:: What you have to do ::
How many lines in these records include the string "grass"? Reply with that number alone.

:: Data to process ::
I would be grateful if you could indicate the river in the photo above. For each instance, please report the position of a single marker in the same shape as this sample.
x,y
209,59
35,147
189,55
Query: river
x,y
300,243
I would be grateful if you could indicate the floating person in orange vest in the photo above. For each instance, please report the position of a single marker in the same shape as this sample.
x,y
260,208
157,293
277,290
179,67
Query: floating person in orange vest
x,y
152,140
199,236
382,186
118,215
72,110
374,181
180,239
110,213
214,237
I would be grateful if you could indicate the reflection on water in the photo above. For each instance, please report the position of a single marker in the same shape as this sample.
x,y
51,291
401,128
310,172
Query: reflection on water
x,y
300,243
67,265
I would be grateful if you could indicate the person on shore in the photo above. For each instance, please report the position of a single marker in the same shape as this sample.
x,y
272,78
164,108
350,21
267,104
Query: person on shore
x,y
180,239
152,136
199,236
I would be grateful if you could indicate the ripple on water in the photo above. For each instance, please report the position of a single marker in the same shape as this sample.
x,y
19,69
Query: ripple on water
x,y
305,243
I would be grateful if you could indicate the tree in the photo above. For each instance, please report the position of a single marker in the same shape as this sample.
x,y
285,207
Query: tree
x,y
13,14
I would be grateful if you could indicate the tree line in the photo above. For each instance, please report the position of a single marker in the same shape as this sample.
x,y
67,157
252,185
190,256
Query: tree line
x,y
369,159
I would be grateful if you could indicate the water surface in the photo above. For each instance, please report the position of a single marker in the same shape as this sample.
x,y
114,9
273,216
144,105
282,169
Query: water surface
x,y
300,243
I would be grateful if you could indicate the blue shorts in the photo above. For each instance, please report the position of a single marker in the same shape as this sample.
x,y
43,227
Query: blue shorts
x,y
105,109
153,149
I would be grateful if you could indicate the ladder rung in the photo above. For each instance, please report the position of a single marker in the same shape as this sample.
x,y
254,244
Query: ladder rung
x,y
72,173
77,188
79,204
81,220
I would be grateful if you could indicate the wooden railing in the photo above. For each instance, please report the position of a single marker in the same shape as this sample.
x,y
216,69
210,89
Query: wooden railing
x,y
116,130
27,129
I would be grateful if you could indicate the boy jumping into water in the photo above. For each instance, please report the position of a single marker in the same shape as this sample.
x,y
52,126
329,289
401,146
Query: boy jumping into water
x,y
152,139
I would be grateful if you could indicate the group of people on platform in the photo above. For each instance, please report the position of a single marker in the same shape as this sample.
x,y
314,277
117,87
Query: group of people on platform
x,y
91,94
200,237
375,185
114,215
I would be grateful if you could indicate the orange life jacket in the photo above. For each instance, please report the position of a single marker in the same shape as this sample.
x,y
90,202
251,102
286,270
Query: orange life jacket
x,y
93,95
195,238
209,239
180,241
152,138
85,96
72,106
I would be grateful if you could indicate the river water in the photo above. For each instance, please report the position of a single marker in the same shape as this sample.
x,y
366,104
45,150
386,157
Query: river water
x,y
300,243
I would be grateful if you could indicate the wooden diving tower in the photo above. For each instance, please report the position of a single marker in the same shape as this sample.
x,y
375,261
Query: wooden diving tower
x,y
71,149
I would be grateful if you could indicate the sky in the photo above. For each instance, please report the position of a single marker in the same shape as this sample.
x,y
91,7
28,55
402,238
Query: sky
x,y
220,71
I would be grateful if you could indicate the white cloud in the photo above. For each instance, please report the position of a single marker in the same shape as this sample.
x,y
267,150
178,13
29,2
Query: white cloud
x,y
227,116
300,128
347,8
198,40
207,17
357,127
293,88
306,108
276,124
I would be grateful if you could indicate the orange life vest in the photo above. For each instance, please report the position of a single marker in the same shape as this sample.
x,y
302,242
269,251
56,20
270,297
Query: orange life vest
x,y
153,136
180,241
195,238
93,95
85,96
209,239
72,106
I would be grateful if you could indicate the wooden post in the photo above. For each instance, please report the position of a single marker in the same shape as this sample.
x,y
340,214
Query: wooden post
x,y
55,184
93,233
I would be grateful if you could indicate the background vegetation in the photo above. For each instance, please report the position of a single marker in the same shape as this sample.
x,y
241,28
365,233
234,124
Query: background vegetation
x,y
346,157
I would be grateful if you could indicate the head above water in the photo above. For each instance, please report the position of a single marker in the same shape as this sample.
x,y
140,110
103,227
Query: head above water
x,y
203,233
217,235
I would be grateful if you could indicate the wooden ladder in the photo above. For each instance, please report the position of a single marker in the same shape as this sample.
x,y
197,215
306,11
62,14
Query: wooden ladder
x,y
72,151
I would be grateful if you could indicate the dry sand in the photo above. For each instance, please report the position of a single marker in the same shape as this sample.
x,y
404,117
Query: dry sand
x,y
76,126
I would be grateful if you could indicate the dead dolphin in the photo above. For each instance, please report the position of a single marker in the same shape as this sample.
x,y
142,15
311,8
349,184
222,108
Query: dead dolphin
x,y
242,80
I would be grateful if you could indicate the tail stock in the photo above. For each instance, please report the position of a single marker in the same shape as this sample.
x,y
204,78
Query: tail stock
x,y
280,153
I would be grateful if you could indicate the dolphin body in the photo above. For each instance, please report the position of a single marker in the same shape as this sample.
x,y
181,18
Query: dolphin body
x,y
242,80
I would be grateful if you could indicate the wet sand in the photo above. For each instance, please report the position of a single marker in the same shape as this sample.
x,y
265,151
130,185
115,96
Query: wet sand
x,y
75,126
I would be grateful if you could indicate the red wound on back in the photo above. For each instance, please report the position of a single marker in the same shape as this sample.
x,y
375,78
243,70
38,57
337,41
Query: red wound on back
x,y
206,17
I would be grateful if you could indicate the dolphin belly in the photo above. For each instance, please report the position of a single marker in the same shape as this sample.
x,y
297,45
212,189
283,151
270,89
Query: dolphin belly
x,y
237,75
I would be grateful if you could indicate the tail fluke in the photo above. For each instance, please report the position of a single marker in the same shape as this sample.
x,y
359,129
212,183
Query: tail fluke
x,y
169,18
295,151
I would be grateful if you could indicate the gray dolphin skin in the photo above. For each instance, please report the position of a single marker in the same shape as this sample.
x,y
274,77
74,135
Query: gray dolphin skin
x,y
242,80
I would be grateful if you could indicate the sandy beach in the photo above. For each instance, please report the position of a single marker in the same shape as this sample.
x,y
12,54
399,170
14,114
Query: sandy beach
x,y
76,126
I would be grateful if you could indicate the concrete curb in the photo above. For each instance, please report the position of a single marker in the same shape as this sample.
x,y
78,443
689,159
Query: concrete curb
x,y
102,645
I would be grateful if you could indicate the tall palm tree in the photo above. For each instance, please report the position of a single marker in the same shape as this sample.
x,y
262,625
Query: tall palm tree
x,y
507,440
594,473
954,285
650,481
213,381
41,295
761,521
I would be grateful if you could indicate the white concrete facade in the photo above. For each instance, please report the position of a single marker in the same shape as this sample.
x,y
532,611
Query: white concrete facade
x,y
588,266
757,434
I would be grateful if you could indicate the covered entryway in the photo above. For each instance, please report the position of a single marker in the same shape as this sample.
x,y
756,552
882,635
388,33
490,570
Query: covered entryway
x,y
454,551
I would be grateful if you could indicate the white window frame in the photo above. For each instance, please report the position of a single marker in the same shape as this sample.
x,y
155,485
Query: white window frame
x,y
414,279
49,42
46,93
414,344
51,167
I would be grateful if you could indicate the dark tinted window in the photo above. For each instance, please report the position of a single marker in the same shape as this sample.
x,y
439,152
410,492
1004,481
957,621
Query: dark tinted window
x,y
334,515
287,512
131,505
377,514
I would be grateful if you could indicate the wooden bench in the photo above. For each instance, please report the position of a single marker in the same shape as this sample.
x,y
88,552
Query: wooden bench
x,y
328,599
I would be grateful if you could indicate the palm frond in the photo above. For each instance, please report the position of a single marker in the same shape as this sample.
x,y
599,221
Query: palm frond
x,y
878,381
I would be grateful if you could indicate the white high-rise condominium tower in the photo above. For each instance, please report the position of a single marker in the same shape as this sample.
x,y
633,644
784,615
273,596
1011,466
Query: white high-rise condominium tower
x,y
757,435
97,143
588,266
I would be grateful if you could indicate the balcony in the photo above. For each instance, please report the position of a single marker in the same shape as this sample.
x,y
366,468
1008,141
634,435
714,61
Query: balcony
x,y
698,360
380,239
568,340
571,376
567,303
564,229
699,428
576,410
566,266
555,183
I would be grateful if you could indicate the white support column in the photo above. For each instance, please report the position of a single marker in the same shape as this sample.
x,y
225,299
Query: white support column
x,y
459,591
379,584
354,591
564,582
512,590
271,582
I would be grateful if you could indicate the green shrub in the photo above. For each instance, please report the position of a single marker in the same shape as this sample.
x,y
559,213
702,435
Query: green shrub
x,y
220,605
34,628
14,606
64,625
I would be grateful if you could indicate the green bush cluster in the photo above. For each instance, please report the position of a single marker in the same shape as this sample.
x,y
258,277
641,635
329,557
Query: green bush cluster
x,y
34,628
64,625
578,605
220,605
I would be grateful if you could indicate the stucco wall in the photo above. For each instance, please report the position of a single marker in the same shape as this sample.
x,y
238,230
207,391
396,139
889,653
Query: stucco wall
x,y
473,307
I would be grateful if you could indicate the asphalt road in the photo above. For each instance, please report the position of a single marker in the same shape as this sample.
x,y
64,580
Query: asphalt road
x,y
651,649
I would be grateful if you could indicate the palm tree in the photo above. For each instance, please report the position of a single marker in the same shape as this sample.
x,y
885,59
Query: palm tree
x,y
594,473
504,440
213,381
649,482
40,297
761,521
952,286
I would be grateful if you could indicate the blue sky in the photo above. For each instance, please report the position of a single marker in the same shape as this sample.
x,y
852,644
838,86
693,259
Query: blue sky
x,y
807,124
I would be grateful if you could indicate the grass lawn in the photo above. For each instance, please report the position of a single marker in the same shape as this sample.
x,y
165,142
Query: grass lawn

:: Your solution ::
2